Input data:
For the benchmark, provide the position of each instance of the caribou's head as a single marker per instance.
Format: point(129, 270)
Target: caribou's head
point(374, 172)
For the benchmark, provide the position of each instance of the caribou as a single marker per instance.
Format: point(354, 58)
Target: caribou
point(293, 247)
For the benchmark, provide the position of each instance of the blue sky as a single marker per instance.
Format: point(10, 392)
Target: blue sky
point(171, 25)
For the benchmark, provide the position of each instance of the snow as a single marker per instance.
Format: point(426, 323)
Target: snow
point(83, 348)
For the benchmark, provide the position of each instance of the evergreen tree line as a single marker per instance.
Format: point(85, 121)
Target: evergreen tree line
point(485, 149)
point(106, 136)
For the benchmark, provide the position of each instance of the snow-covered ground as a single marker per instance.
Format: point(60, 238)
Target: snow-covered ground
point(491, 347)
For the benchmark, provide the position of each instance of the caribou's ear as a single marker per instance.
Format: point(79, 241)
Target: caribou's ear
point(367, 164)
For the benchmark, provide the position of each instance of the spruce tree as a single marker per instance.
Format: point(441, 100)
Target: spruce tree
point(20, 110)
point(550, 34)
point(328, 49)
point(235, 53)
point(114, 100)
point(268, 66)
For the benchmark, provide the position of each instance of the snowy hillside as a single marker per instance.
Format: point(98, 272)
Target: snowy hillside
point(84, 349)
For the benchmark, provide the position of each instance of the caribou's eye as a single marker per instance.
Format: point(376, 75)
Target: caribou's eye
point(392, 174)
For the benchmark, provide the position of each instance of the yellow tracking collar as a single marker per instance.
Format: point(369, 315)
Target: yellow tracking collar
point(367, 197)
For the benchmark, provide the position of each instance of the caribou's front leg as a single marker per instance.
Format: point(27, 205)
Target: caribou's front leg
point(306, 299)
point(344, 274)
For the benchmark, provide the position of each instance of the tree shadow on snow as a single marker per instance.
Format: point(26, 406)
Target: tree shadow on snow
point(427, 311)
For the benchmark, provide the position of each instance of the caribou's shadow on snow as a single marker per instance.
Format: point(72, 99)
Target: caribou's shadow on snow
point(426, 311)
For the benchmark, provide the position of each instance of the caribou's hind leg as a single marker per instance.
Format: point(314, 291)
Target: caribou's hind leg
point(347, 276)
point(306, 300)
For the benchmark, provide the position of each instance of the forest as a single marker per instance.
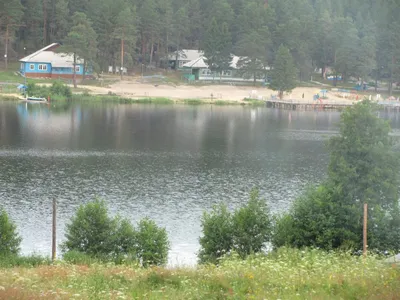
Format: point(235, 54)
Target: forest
point(354, 38)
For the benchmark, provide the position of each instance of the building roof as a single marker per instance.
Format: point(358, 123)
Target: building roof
point(186, 55)
point(57, 60)
point(201, 62)
point(196, 63)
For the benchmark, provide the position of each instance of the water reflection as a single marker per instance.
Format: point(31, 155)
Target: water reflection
point(166, 162)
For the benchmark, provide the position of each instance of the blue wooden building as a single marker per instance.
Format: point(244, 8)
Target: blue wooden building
point(47, 63)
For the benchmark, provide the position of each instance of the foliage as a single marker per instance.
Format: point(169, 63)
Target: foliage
point(152, 244)
point(81, 41)
point(245, 231)
point(251, 226)
point(56, 89)
point(13, 260)
point(283, 74)
point(285, 274)
point(217, 46)
point(60, 89)
point(9, 237)
point(92, 234)
point(363, 169)
point(217, 234)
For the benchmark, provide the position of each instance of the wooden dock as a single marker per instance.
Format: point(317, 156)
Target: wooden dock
point(324, 105)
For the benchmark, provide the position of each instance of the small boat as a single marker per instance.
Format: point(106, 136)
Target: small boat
point(34, 99)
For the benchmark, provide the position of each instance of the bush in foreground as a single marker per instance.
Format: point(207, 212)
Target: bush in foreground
point(245, 231)
point(152, 243)
point(12, 260)
point(93, 234)
point(9, 238)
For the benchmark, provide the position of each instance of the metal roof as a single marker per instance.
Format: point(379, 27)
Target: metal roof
point(186, 54)
point(60, 60)
point(196, 63)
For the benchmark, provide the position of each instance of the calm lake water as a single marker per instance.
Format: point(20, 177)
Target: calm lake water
point(169, 163)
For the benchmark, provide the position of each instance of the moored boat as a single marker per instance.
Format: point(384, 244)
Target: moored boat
point(34, 99)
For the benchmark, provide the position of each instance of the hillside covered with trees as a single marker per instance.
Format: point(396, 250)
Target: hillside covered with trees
point(353, 37)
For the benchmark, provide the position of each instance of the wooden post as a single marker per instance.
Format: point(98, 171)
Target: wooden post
point(53, 248)
point(365, 230)
point(6, 50)
point(122, 57)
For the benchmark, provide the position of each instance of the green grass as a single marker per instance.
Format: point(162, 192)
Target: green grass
point(34, 260)
point(285, 274)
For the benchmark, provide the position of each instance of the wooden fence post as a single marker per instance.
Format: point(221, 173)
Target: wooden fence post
point(53, 248)
point(365, 230)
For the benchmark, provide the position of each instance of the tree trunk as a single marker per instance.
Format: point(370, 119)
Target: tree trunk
point(122, 58)
point(44, 22)
point(84, 71)
point(74, 71)
point(151, 52)
point(391, 78)
point(177, 55)
point(166, 54)
point(6, 50)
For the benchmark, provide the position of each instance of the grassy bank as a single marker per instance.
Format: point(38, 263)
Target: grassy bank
point(286, 274)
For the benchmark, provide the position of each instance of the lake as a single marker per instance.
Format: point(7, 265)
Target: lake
point(169, 163)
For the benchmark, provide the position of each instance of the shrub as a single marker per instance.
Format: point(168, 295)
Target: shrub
point(245, 231)
point(60, 89)
point(313, 221)
point(94, 233)
point(252, 226)
point(79, 258)
point(217, 234)
point(152, 243)
point(13, 260)
point(9, 238)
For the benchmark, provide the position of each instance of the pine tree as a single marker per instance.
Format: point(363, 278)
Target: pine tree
point(252, 48)
point(81, 41)
point(125, 32)
point(217, 46)
point(283, 75)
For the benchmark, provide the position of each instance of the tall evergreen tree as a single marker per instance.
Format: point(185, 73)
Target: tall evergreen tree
point(283, 74)
point(81, 42)
point(217, 47)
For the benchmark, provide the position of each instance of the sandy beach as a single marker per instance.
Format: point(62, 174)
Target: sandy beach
point(131, 89)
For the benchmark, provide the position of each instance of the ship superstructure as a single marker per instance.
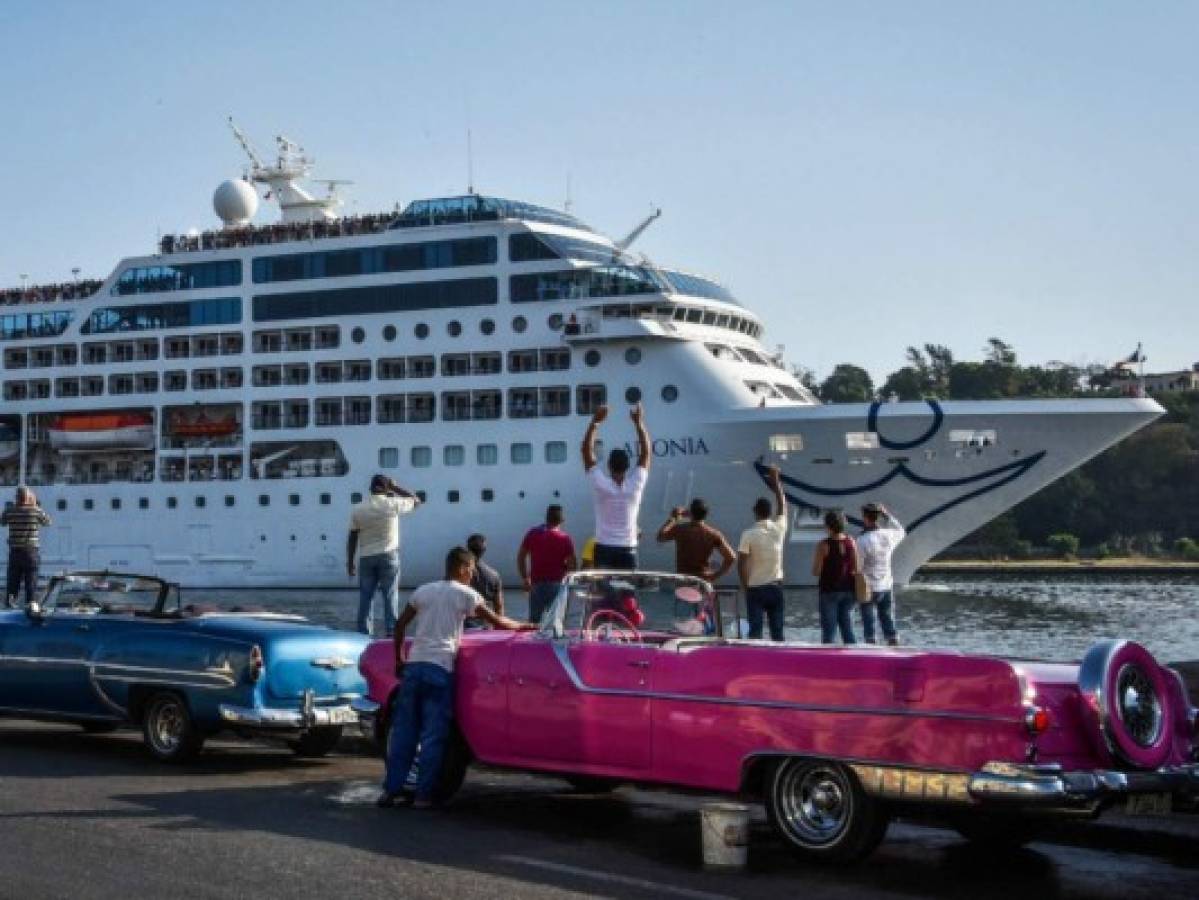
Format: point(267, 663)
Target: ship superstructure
point(211, 411)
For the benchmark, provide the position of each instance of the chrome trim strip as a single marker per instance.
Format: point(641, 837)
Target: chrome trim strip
point(564, 658)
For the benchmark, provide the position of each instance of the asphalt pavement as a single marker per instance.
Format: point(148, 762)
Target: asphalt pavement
point(91, 816)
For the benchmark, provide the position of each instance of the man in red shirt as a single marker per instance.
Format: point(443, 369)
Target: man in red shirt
point(546, 556)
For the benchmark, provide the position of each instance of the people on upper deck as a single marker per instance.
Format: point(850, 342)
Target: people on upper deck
point(616, 494)
point(696, 542)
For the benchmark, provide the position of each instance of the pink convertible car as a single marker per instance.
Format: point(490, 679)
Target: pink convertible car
point(632, 680)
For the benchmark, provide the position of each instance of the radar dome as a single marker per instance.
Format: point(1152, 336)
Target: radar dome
point(235, 201)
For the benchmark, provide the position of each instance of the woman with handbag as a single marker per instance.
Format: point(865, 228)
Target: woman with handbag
point(836, 567)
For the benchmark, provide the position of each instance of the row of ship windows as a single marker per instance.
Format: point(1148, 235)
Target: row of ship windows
point(487, 495)
point(455, 405)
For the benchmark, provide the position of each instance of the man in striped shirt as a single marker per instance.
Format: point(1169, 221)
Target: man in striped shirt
point(23, 520)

What is required: Copy every item above word for word, without the pictures.

Exercise result:
For the benchmark, provide the position of each instance of the caribou's head as a single marker per instance.
Format: point(129, 270)
Target: caribou's head
point(374, 172)
For the benchmark, provide the position of each instance of the caribou as a single marker per instance.
Format: point(354, 58)
Target: caribou
point(293, 247)
For the benchmark, provide the position of each instance of the blue sky as a single marker per instance.
Format: point(10, 392)
Target: blue sky
point(171, 25)
For the benchmark, provide the position of each instance of the snow as a single marker per instance.
Format: point(426, 323)
Target: snow
point(83, 348)
For the benchmark, provide the position of each instance of the evergreen tree line as a single marker per instance.
Format: point(85, 121)
Target: evergreen tree line
point(485, 149)
point(106, 136)
For the benchmark, provide the position of each instance of the snow-covered ground as a single marker per instance.
Format: point(60, 238)
Target: snow-covered ground
point(491, 347)
For the benchmark, provide the position of each instance of the caribou's ear as a single marker per instance.
Format: point(79, 241)
Target: caribou's ear
point(367, 164)
For the benchmark, provide the position of each instance of the spruce tree as a single marker per instance.
Format: point(441, 100)
Target: spruce tree
point(20, 110)
point(550, 34)
point(328, 49)
point(235, 53)
point(114, 100)
point(268, 66)
For the benchmark, provide the position of each instance of the snowy hillside as a single marker per instance.
Format: point(98, 272)
Target: snowy hillside
point(84, 349)
For the benchmark, provide the position of each instance of the caribou's eye as a single marker per instance.
Format: point(376, 75)
Target: caribou's eye
point(392, 174)
For the benchmark, provide the position of each instance of the yellow tracking collar as a single marker per instance.
Format: point(369, 315)
Target: yellow tracking collar
point(367, 197)
For the benchmark, provide the position of each instance of the caribou's front leg as a single marker per instance.
Format: point(27, 205)
Target: caribou's front leg
point(306, 299)
point(344, 274)
For the benchmark, provide the position of each instance of the tree shadow on snow as a single marker per instance.
Format: point(26, 406)
Target: tree shadow on snow
point(427, 311)
For the benchmark, provide the position of each instance of the caribou's shadow on snow as a single marker per instance.
Format: point(72, 99)
Target: caribou's shadow on snow
point(426, 311)
For the benchmark, provide the position of each instance of the caribou's hind leg as a single marker per instance.
Format: point(314, 291)
Target: caribou's hind leg
point(347, 276)
point(306, 300)
For the benchmark, provide the position of each instance of the forest as a single marker per instance.
Format: point(235, 54)
Target: forest
point(354, 38)
For the benchmark, provide the position of each instance of the building roof as a single marker per instance.
Format: point(358, 123)
Target: building roof
point(186, 55)
point(57, 60)
point(201, 62)
point(196, 63)
For the benchmark, provide the position of each instance of the water reflection as a single marker per instance.
Format: point(31, 155)
Target: water reflection
point(166, 162)
For the benchmark, provide the position of each instance of the blue wooden building as a single marker per instance.
Format: point(244, 8)
Target: blue wooden building
point(47, 63)
For the benchmark, provide the position of each instance of the foliage as a single marker per instance.
Format: point(169, 63)
Target: foliage
point(152, 244)
point(81, 41)
point(245, 231)
point(251, 226)
point(56, 89)
point(13, 260)
point(283, 74)
point(285, 274)
point(217, 46)
point(60, 89)
point(9, 237)
point(92, 234)
point(363, 169)
point(217, 234)
For the benchmark, provide the position of each instance of the wooden dock as a single marker per instance.
Format: point(317, 156)
Target: wooden dock
point(324, 105)
For the benchmark, provide the position of each instance of the small boat as a single marker per instance.
Format: point(106, 136)
Target: small boat
point(34, 99)
For the benchmark, provide the position of each instance of the bush in foreground as a single marker per instance.
Format: point(207, 212)
Target: bush in foreground
point(245, 231)
point(152, 243)
point(12, 260)
point(93, 234)
point(9, 238)
For the benchmark, provide the position of each instance of the metal roof as a single marker per instance.
Format: point(379, 27)
Target: metal roof
point(186, 54)
point(60, 60)
point(196, 63)
For the benchmark, provide the position of each instance of the calm lake water as a single marker per instance.
Format: point(20, 177)
Target: calm lake water
point(169, 163)
For the benchmark, provide the position of each instance of the moored boat as a single marker per instance.
Format: point(384, 244)
Target: moored boat
point(34, 99)
For the benchmark, provide the position of each instance of the hillside covered with trees as a single marker per instance.
Format: point(396, 250)
Target: hillside covered with trees
point(353, 37)
For the benchmark, provide the position of each instance of the wooden post as a single marker per instance.
Format: point(98, 171)
Target: wooden post
point(53, 248)
point(365, 230)
point(6, 50)
point(122, 57)
For the benchmark, provide the position of each instance of the green grass as a single marker per instance.
Format: point(162, 192)
Target: green grass
point(34, 260)
point(285, 274)
For the benchmark, provide the position of each instance of the wooden fence post as a single marker per instance.
Format: point(221, 173)
Target: wooden fence post
point(53, 248)
point(365, 230)
For the benchmark, provide the position of each instance of the tree trunk as a single marker per instance.
Format: point(370, 119)
Target: tree trunk
point(122, 58)
point(44, 22)
point(84, 71)
point(74, 71)
point(151, 52)
point(391, 78)
point(177, 55)
point(166, 54)
point(6, 50)
For the benchmark, provide the position of each instance of the grassy bank as a single marker per instance.
Format: point(38, 263)
Target: grassy bank
point(286, 274)
For the benchmark, provide the position of each instance of the lake as a single marker per instance.
Format: point(7, 265)
Target: lake
point(169, 163)
For the benchmark, provide the position of each instance of the shrub as a single marker per instance.
Format: point(168, 295)
Target: shrub
point(245, 231)
point(60, 89)
point(313, 221)
point(94, 233)
point(252, 226)
point(79, 258)
point(217, 234)
point(152, 243)
point(13, 260)
point(9, 238)
For the benchmark, provide the position of each instance of the pine tree as a single marker per instance.
Format: point(363, 278)
Target: pine tree
point(252, 48)
point(81, 41)
point(125, 32)
point(217, 46)
point(283, 75)
For the benchmark, provide the position of each instance of the tall evergreen tree as a single marker per instance.
Format: point(185, 73)
Target: tall evergreen tree
point(283, 74)
point(81, 42)
point(217, 47)
For the benchmark, provide the position of each instance of the sandy beach as a single marker per instance.
Format: point(62, 174)
Target: sandy beach
point(131, 89)
For the benchmark, provide the position of each instance of the ship superstructure as a single marker per instance.
Format: point(267, 663)
Target: ship superstructure
point(211, 411)
For the benchmark, provide the position of each instance of the chrome trim strip as a single marker per instance.
Format: point(641, 837)
Target: chrome trim strip
point(564, 658)
For the benchmark, provide the position of each instance of the asphalt pavement as a single marker per instance.
Format: point(148, 762)
Target: asphalt pavement
point(91, 816)
For the benchmark, provide the position of each instance of the man in red shirt as a single marker per instance.
Format: point(443, 369)
Target: man in red shirt
point(546, 556)
For the benchmark, provide the position of each instance of the people on upper deck as a single marker per instance.
Format: point(850, 342)
Target: people on upper deck
point(616, 494)
point(696, 542)
For the benchmark, provide the position of each instance of the pink convertible car as a single marker per instance.
Format: point(490, 679)
Target: pink convertible car
point(632, 680)
For the benchmark, provide the position of each instance of the radar dome as a single marker per instance.
Format: point(1152, 336)
Target: radar dome
point(235, 201)
For the benchmark, provide the position of each instance of the woman with handbag as a single marker per instance.
Format: point(865, 228)
Target: woman with handbag
point(836, 567)
For the benchmark, provide the position of each instance of the row of ship windows as a single marker per instance.
Format: point(1148, 235)
Target: row of ship windows
point(487, 495)
point(455, 405)
For the benchmark, provide the position of each instance of the man in striped shirt as a single marker per instance.
Format: point(1169, 221)
Target: man in striped shirt
point(23, 520)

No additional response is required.